→ WHAT IS EXPECTED:
This exercise calls for copying every line below that holds the word "spot".

(Beginning of AVAILABLE RECORDS)

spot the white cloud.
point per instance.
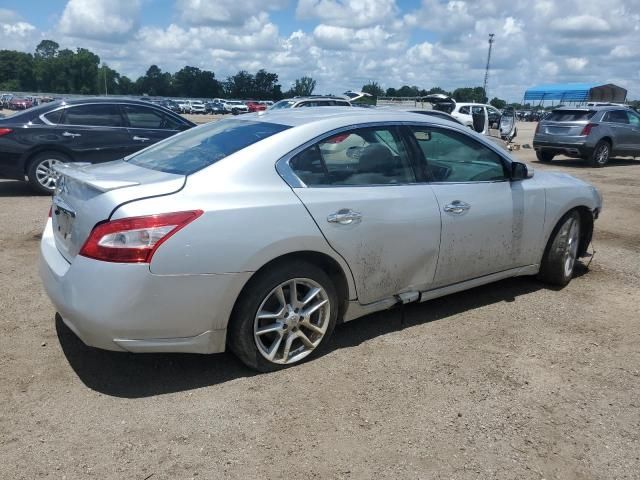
(348, 13)
(110, 20)
(225, 12)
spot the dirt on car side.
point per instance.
(510, 380)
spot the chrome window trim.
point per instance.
(289, 176)
(119, 103)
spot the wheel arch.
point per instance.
(328, 264)
(31, 154)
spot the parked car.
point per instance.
(82, 130)
(196, 107)
(215, 108)
(313, 101)
(18, 103)
(5, 98)
(234, 106)
(591, 133)
(465, 112)
(245, 233)
(255, 106)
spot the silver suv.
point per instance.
(593, 133)
(313, 101)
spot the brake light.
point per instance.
(587, 129)
(338, 138)
(134, 239)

(End of AVAILABLE RECORDS)

→ ANSWER SPACE:
spot the white cloud.
spot the dirt on car side.
spot the chrome window trim.
spot the wheel arch.
spot the parked car.
spot the silver suv.
spot the brake light.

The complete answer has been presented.